#### Исходный документ ####
Мне, например, особенно интересно было бы узнать, как отреагировал Исаак Башевис-Зингер7 на визит Михоэлса в Штаты. Пока мы об этом ничего не знаем. Но можно предположить, что будущий Нобелевский лауреат высказался об этом событии в своей летописи текущих дней, ведь он в те годы активно сотрудничал в газетах и журналах Америки.
* * *
Великим творческим открытием Михоэлса в исполнении роли короля Лира было своеобразное наложение шекспировского образа на историю библейского Иова. Подобно королю Лиру, Иов был низринут с высот благополучия (и даже благоденствия) в пучину горя. Трагичность жизни открылась ему во всей ее сокрушительной беспощадности.
Михоэлс, исходя из своей национальной традиции, сумел придать шекспировскому образу вселенскую неисчерпаемость. Подобно Иову, осознал и король Лир, что страдания – не только и не обязательно наказание людям за их проступки. Они – испытание. И – очищение. Михоэлс так сыграл эту роль, что ее исполнение стало яркой страницей в истории не только еврейского, но мирового театра.
Михоэлс в роли короля Лира8 |
Примечательный момент в игре Михоэлса подметил мой бостонский друг профессор Иосиф Лахман9, во время учебы и работы в Москве не пропустивший ни одного спектакля ГОСЕТа.
В сцене прощания с мертвой дочерью король Лир не наклоняется к ней, целуя Корделию. Он подносит два пальца к своим губам, символически целует их, затем пальцами касается покойной дочери, передавая прощальный поцелуй. Жест этот хорошо знаком каждому, кто хоть раз был в синагоге. Этим движением верующий еврей часто выражает и передает свою любовь к торе. К ее свитку он прикладывает два пальца с символическим поцелуем.
Стоп кадр из документального фильма о ГОСЕТе10 |
* * *
Наконец, еще одного человека хочу вспомнить – Сашу Грина. В бостонской общине он был энтузиастом еврейского театра, ставил спектакли на идиш, играл ведущие роли в «Колдунье», «Гершеле Острополер» и других произведениях. Заражал своей увлеченностью, преданностью сцене. Он шил костюмы, мастерил декорации, орудовал молотком, кистью, иглой, не чурался никакой работы, если она служила искусству.
####
# [Что нужно сделать]
A. Ответьте на вопросы по тексту о Михоэлсе:
(i) На историю какого библейского персонажа Михоэлс наложил шекспировский образ короля Лира?
(ii) Сколько пальцев король Лир подносит к своим губам в сцене прощания с мертвой дочерью?
(iii) На каком языке Саша Грин ставил спектакли?
B. Выпишите из текста о Михоэлсе фрагмент от слов «Михоэлс, исходя из» до слов «одного спектакля ГОСЕТа.» включительно.
C. Определите, соответствуют ли утверждения тексту о Михоэлсе:
(i) Профессор Иосиф Лахман, учась и работая в Москве, не пропустил ни одного спектакля ГОСЕТа.
(ii) В сцене прощания король Лир наклоняется к Корделии и целует ее.
(iii) Известно, как Исаак Башевис-Зингер отреагировал на визит Михоэлса в Штаты.
#### Перечень записей ####
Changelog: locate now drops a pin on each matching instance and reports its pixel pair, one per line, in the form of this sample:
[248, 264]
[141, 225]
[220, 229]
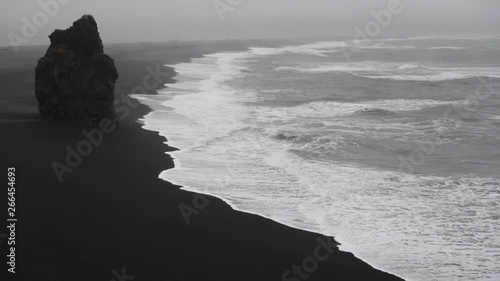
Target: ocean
[389, 145]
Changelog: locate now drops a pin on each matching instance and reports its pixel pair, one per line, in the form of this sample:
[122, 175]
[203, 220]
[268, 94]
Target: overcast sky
[164, 20]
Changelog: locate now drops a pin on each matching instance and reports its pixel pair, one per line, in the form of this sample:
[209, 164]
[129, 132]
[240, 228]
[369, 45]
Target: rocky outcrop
[75, 80]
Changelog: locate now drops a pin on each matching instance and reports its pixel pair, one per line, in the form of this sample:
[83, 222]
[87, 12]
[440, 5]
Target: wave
[448, 48]
[223, 154]
[304, 50]
[384, 46]
[326, 109]
[404, 71]
[445, 76]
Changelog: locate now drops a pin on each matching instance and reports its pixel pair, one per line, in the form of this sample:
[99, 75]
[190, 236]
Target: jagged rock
[75, 80]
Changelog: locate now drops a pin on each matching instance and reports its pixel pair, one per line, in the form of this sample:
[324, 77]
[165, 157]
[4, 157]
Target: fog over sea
[394, 151]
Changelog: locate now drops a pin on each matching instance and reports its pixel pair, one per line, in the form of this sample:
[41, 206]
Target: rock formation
[75, 80]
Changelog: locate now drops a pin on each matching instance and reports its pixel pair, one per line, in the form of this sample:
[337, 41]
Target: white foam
[404, 71]
[447, 48]
[326, 109]
[420, 228]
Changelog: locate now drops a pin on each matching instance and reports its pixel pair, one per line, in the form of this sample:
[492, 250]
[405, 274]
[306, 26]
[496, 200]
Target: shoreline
[113, 211]
[176, 164]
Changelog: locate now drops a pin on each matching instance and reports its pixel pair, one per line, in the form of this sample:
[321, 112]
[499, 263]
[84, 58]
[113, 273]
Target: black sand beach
[113, 213]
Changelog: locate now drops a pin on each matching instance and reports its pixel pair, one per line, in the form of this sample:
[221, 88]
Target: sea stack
[75, 80]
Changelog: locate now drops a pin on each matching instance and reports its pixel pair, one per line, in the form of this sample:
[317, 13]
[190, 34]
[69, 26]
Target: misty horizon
[199, 20]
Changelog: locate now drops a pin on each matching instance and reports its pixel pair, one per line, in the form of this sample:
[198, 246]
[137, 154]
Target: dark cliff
[75, 80]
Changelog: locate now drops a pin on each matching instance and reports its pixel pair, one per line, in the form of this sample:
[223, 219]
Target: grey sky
[163, 20]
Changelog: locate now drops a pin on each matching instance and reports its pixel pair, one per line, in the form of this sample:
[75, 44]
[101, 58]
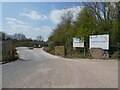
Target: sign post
[99, 41]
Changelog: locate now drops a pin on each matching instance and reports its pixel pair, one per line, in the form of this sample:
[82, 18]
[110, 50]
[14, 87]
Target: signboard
[99, 41]
[78, 42]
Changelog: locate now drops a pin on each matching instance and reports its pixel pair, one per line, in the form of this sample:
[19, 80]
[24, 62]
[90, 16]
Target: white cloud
[55, 15]
[14, 21]
[17, 26]
[34, 15]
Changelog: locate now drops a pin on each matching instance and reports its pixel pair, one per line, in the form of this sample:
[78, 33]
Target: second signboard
[99, 41]
[78, 42]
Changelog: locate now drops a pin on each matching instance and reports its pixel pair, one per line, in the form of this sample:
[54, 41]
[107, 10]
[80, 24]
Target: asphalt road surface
[38, 69]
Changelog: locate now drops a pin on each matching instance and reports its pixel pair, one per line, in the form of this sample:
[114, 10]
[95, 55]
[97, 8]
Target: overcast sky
[35, 18]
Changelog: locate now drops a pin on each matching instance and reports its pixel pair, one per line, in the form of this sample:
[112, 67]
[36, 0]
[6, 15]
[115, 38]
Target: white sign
[78, 42]
[99, 41]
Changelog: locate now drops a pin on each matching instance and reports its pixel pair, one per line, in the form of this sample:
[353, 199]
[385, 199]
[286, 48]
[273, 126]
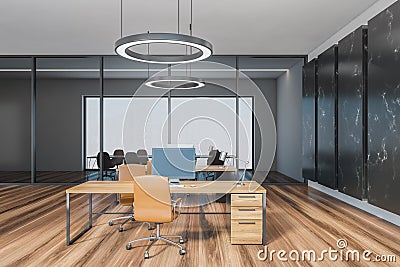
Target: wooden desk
[215, 168]
[248, 205]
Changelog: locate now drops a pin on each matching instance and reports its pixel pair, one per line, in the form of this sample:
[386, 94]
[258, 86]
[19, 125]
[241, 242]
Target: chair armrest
[177, 203]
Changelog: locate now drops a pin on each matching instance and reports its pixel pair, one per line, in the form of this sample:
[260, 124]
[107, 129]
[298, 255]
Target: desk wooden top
[215, 168]
[192, 187]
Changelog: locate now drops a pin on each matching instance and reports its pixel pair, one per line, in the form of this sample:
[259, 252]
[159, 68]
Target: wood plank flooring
[32, 231]
[82, 176]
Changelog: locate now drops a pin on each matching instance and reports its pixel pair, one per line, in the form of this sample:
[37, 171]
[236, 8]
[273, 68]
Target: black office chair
[132, 158]
[142, 155]
[108, 164]
[119, 159]
[214, 159]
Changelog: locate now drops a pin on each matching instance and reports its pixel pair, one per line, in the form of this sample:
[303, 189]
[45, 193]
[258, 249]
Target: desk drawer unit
[246, 219]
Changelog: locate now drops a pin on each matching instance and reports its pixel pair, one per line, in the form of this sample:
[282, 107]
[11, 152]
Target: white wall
[289, 123]
[354, 24]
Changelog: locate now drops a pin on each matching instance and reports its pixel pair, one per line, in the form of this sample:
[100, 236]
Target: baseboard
[363, 205]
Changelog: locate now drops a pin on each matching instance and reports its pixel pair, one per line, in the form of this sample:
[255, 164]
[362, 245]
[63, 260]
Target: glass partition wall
[61, 87]
[15, 120]
[68, 109]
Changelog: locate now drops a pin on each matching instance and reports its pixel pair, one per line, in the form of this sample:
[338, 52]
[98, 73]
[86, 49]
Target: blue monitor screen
[174, 163]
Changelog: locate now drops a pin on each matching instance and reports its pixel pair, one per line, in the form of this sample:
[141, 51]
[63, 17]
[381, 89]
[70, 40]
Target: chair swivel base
[154, 238]
[127, 219]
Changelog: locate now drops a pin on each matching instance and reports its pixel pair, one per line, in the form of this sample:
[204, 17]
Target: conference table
[91, 160]
[248, 200]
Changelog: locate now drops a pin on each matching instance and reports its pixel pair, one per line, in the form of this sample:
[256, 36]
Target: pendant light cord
[121, 18]
[178, 15]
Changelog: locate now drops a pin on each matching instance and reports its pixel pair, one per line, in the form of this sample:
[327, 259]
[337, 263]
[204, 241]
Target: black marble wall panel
[326, 117]
[384, 109]
[309, 131]
[352, 64]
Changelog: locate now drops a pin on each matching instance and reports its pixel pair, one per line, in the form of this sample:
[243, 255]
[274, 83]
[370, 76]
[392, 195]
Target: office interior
[312, 124]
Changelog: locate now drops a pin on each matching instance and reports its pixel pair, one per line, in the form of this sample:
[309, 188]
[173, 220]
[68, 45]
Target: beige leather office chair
[126, 173]
[153, 204]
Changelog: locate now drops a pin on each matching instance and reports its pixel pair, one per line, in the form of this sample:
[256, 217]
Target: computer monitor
[174, 163]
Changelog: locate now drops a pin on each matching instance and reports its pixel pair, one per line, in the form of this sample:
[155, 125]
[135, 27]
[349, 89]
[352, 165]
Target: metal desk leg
[68, 221]
[90, 210]
[264, 219]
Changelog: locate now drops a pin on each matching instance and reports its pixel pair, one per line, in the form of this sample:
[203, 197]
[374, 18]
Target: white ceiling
[258, 27]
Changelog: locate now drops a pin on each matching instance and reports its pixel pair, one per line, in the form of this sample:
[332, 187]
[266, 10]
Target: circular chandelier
[203, 49]
[175, 82]
[123, 47]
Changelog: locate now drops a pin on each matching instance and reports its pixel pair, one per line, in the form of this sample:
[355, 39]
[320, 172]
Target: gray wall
[59, 108]
[15, 121]
[268, 88]
[289, 123]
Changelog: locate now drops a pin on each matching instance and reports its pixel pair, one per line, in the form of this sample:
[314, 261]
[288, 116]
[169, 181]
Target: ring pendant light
[124, 44]
[170, 82]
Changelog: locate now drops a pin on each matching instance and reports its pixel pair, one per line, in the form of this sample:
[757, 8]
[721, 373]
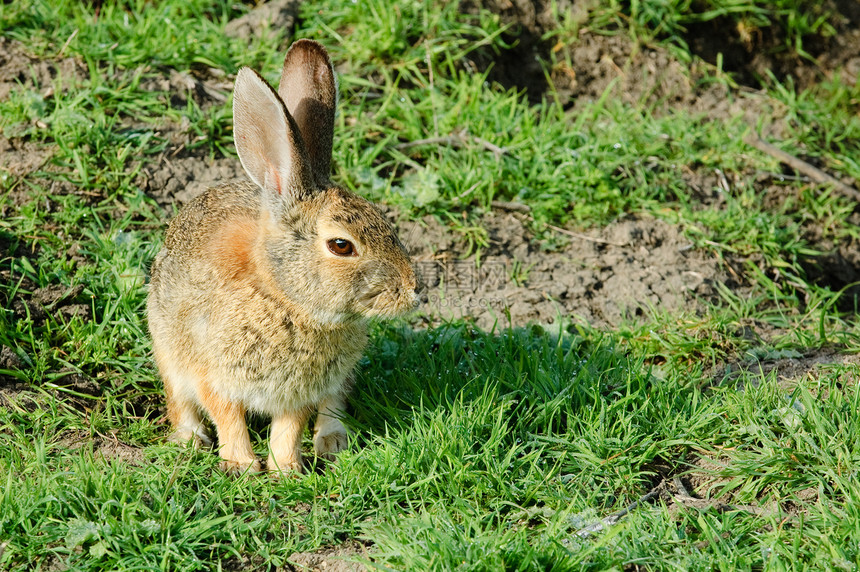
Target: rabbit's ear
[309, 91]
[267, 139]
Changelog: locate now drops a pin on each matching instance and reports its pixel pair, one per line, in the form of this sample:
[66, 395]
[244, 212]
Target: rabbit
[260, 297]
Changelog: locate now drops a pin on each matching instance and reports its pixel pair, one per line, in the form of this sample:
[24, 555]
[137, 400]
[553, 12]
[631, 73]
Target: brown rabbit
[260, 297]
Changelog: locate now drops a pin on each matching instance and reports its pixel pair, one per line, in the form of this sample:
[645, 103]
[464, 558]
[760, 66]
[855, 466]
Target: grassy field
[733, 425]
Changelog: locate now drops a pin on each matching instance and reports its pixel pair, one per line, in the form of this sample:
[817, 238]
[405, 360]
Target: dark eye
[341, 247]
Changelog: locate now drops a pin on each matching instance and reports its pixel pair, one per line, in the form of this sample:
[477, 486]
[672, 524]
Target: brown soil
[333, 559]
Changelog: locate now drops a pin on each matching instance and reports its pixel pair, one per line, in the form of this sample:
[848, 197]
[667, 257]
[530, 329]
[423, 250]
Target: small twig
[68, 41]
[586, 237]
[511, 206]
[457, 139]
[616, 516]
[681, 488]
[802, 166]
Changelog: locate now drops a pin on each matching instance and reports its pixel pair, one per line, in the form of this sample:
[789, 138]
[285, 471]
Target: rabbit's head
[331, 252]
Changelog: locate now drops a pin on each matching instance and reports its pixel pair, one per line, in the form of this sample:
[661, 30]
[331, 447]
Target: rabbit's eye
[341, 247]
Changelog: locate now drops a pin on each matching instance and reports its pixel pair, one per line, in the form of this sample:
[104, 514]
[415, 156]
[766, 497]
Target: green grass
[471, 450]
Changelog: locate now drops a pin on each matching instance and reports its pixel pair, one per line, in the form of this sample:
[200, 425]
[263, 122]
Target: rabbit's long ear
[309, 91]
[267, 139]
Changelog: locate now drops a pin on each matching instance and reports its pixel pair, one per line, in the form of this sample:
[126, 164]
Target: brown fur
[248, 309]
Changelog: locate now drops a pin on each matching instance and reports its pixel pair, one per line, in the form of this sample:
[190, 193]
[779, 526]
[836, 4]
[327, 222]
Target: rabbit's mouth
[384, 303]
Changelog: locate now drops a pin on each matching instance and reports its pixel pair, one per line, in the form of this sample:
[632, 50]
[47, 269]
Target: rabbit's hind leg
[182, 408]
[285, 441]
[330, 435]
[233, 439]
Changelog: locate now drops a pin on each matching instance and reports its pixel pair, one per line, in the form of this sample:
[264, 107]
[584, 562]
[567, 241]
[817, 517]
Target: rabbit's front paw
[329, 439]
[285, 467]
[236, 468]
[195, 435]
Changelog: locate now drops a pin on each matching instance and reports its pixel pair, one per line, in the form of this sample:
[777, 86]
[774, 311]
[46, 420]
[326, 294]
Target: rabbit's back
[228, 324]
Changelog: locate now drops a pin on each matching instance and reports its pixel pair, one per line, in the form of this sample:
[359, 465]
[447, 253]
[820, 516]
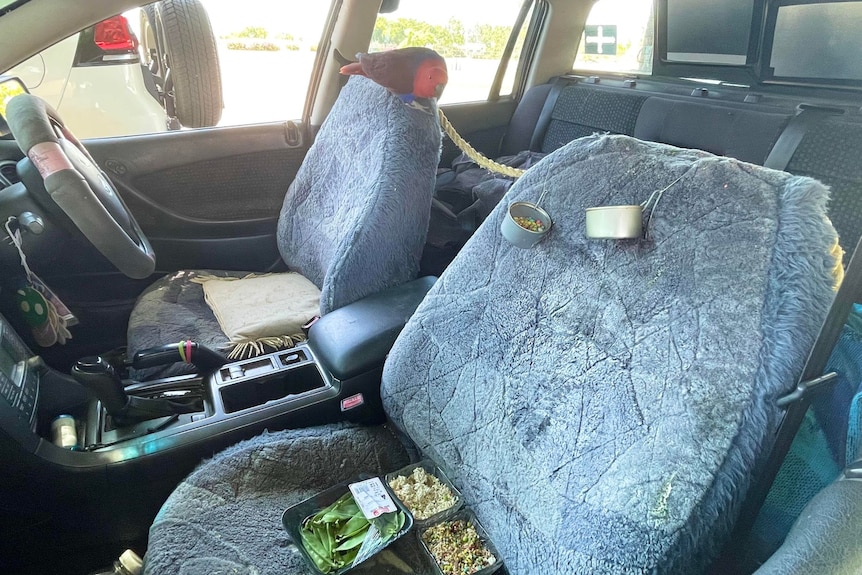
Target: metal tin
####
# [Решения задач]
A.
(i) На историю библейского Иова.
(ii) Два пальца.
(iii) На идиш.

B.
Михоэлс, исходя из своей национальной традиции, сумел придать шекспировскому образу вселенскую неисчерпаемость. Подобно Иову, осознал и король Лир, что страдания – не только и не обязательно наказание людям за их проступки. Они – испытание. И – очищение. Михоэлс так сыграл эту роль, что ее исполнение стало яркой страницей в истории не только еврейского, но мирового театра.
Михоэлс в роли короля Лира8 |
Примечательный момент в игре Михоэлса подметил мой бостонский друг профессор Иосиф Лахман9, во время учебы и работы в Москве не пропустивший ни одного спектакля ГОСЕТа.

C.
(i) Да: «во время учебы и работы в Москве не пропустивший ни одного спектакля ГОСЕТа».
(ii) Нет: «король Лир не наклоняется к ней, целуя Корделию».
(iii) Нет: «Пока мы об этом ничего не знаем».